#### WORK REQUEST
Return each record shown beneath, word for word.

#### EXERCISE DATA
※

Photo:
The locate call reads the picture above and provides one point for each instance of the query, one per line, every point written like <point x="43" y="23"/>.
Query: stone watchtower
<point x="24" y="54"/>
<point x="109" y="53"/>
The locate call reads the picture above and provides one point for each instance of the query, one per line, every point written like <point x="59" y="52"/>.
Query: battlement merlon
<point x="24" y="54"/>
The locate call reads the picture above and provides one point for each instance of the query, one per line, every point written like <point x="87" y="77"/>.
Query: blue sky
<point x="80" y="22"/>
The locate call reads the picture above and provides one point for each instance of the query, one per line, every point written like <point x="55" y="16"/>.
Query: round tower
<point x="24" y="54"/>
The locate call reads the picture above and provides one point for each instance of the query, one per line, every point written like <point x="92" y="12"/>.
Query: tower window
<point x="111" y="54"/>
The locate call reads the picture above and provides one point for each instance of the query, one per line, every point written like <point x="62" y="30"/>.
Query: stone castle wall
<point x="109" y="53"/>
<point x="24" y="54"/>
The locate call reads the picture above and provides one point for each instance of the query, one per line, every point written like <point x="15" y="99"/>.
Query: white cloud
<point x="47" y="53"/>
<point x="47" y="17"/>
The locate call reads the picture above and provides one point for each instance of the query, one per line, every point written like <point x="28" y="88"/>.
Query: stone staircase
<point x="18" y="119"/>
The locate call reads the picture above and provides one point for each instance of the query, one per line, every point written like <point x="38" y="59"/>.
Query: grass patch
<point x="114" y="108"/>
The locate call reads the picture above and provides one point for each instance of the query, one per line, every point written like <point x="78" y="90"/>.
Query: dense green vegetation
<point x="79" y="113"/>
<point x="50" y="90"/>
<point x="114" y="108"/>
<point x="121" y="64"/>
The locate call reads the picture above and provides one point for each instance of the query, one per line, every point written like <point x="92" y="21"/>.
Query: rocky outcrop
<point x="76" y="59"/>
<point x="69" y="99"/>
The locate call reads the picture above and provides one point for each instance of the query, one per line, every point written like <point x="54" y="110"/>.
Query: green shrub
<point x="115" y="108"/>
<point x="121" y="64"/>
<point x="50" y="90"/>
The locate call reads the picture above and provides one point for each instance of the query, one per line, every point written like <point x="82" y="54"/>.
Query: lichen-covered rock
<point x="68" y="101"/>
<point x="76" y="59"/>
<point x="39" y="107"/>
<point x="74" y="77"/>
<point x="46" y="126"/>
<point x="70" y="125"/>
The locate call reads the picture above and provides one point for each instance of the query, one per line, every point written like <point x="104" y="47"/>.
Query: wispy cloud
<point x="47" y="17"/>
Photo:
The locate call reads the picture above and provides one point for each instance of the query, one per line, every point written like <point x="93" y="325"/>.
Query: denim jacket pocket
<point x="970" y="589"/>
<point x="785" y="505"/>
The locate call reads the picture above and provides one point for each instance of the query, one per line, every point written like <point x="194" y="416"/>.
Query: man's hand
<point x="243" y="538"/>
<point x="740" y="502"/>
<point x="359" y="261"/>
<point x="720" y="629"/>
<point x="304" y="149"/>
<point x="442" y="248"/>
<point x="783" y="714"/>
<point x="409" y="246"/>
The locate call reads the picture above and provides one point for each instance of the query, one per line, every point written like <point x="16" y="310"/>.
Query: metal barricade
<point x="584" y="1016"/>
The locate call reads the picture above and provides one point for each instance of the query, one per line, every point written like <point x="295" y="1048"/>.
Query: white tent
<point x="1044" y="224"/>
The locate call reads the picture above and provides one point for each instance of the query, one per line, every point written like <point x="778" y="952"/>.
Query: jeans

※

#### EXPECTED OUTPUT
Photo:
The locate call reads the picture above and provides one point for each instance of the query, one per line, every point written like <point x="43" y="23"/>.
Query: stone watchtower
<point x="24" y="54"/>
<point x="109" y="53"/>
The locate call reads the picture above and provides one point for each instance of the query, one per line, every point written like <point x="59" y="52"/>.
Query: battlement merlon
<point x="24" y="54"/>
The locate call reads the picture above and provides one point for each instance of the query, one per line, every point written like <point x="87" y="77"/>.
Query: blue sky
<point x="80" y="22"/>
The locate call reads the picture above and provides one point for each instance of the query, one per line, every point written like <point x="55" y="16"/>.
Query: round tower
<point x="24" y="54"/>
The locate call reads the picture above and provides one point for each instance of the query, one per line, every point written like <point x="92" y="12"/>.
Query: tower window
<point x="111" y="54"/>
The locate call reads the picture above and provides one point for each instance of the query, one per line, every point written like <point x="62" y="30"/>.
Query: stone castle wall
<point x="109" y="53"/>
<point x="24" y="54"/>
The locate call reads the picture above and provides one point for each instance of the query, one per line, every point written like <point x="15" y="99"/>.
Query: white cloud
<point x="47" y="53"/>
<point x="47" y="17"/>
The locate call reads the picture above and provides one point for each instance of the query, one per line, every point written like <point x="28" y="88"/>.
Query: stone staircase
<point x="18" y="119"/>
The locate call reads the picture above and provides one point for each instance of the query, one per line, every point written like <point x="38" y="59"/>.
Query: grass patch
<point x="114" y="108"/>
The locate call reads the picture above and provides one point for each instance of the query, one per line, every point written like <point x="78" y="90"/>.
Query: dense green vegetation
<point x="79" y="113"/>
<point x="50" y="90"/>
<point x="114" y="108"/>
<point x="121" y="64"/>
The locate call reads the picture above and provides one point for each instance of the query, one per line, every point written like <point x="92" y="21"/>.
Query: rocky outcrop
<point x="76" y="59"/>
<point x="69" y="99"/>
The locate call reads the picture above and provides one point for each instance of the query, one per line, every point written like <point x="54" y="110"/>.
Query: green shrub
<point x="115" y="108"/>
<point x="121" y="64"/>
<point x="50" y="90"/>
The locate call reads the picture above and provides one point for each instance of the query, one per line, every point written like <point x="82" y="54"/>.
Query: lichen-covered rock
<point x="68" y="101"/>
<point x="76" y="59"/>
<point x="39" y="107"/>
<point x="74" y="77"/>
<point x="46" y="126"/>
<point x="70" y="125"/>
The locate call reads the picture above and provides one point for each instance of the query, one per line, every point written like <point x="104" y="47"/>.
Query: wispy cloud
<point x="47" y="17"/>
Photo:
The locate call reads the picture above and provides one point for each instance of the query, one per line, every point written like <point x="93" y="325"/>.
Query: denim jacket pocket
<point x="970" y="589"/>
<point x="785" y="505"/>
The locate call reads the picture above and provides one point for each instance of the query, one per line, every point written like <point x="194" y="416"/>.
Query: man's hand
<point x="243" y="538"/>
<point x="740" y="502"/>
<point x="359" y="261"/>
<point x="720" y="629"/>
<point x="304" y="149"/>
<point x="442" y="248"/>
<point x="783" y="714"/>
<point x="409" y="246"/>
The locate call reads the picture above and provides one point for each instance of the query, one per line, every point written like <point x="16" y="310"/>.
Query: metal barricade
<point x="584" y="1016"/>
The locate call reads the picture above and provides one point for each instance of the query, one per line, every point written like <point x="295" y="1048"/>.
Query: white tent
<point x="1044" y="224"/>
The locate call reads the picture above and provides one point for each instance of the query, one per line, every point written like <point x="778" y="952"/>.
Query: jeans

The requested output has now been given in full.